## Фрагмент документа:
--

Зверь, именуемый кот / "Карамазовы" в МХТ им.А.Чехова

Выпуск №8-168/2014, Взгляд

Зверь, именуемый кот / "Карамазовы" в МХТ им.А.Чехова

 

«Он имеет четыре лапы! Четыре лапы с острыми когтями, подобными иглам! Он имеет длинный хвост, свободно изгибающийся вправо и влево, вверх и вниз, могущий принимать любые очертания - крючком и даже колечком! Зверь, именуемый кот! Он выгибает спину и шевелит усами! Он покрыт черной шерстью! Он имеет желтые глаза, горящие в темноте подобно раскаленным угольям!»

 

Леонид Соловьев, «Повесть о Ходже Насреддине»

--

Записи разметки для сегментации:
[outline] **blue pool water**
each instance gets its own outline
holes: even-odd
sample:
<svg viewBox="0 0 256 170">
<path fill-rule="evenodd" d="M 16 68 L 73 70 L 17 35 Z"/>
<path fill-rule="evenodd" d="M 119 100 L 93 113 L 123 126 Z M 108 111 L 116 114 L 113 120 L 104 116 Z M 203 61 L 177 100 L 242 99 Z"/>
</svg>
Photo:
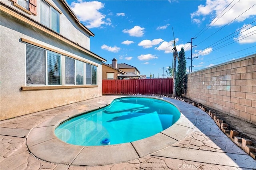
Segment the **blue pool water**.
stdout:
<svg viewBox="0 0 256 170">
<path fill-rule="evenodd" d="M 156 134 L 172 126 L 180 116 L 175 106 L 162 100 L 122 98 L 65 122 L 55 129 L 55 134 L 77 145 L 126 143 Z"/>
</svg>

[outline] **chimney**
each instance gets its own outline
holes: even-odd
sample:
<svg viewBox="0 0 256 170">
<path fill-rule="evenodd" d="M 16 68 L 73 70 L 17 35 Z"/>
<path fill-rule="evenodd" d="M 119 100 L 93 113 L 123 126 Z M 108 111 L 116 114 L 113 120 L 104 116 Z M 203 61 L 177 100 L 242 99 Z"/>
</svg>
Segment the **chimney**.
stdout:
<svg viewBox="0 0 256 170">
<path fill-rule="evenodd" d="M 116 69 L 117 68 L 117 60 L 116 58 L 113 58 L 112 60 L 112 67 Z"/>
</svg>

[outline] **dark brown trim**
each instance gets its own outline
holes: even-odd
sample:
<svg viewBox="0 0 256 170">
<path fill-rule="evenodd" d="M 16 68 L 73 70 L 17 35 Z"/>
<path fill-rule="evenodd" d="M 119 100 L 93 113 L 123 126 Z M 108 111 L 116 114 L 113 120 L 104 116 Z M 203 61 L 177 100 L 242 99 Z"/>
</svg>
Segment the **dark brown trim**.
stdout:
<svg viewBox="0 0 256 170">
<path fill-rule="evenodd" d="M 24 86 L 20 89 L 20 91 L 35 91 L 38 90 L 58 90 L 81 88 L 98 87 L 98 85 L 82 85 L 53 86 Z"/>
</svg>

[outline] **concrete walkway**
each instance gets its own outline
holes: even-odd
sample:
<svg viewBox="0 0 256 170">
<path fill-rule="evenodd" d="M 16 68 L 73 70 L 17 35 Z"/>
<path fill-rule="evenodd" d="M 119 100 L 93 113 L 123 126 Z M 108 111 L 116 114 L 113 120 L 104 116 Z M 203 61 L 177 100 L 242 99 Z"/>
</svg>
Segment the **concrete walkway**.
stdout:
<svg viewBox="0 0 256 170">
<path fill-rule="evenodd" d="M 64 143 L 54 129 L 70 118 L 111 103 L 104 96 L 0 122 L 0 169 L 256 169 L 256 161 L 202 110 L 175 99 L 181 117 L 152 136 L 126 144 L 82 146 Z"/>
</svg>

--

## Задание:
Продолжите статью о спектакле «Карамазовы» в МХТ. Начните сразу после указания источника эпиграфа — «Повести о Ходже Насреддине». Приведённые записи для работы не требуются.

## Результат выполнения:
Вот и в театре так бывает. Шум вокруг некоторых театральных премьер никак не желает утихать, правдами и неправдами подогреваемый до такой степени, что уже подменяет собой спектакль. Сначала роли базарных зазывал играют публикуемые театром материалы о готовящейся постановке, интервью с создателями, откровения режиссера, обещающего не спектакль, а «настоящий ад». Ближе к выпуску начинается игра в «запретят - не запретят», сопровождаемая новыми откровениями. После премьеры эстафету подхватывают критики, лишь подливающие масла в огонь. Последние в этой цепочке - зрители, и, если их мнения резко разделяются, то, как правило, это идет только на пользу спектаклю, во всяком случае ­- на пользу кассе театра. Речь, слава богу, не о правиле, а об исключении, пускай и сработавшем уже дважды в случаях со спектаклями Константина Богомолова «Идеальный муж» по О.Уайльду и «Карамазовы» по Ф.М. Достоевскому в МХТ им. А.П. Чехова. Схему «скандального спектакля», «взрывающего информационное поле», пытаются освоить и некоторые другие, не только московские театры. В случае со спектаклями Богомолова об этом не имело бы смысла писать, если бы весь «наружный шум», все обстоятельства, связанные с постановкой, оставались сугубо внешними. Но парадокс в том, что отделить «Карамазовых» от этого шума уже практически невозможно. Более того, интересно попытаться понять, из чего же на самом деле сделан спектакль.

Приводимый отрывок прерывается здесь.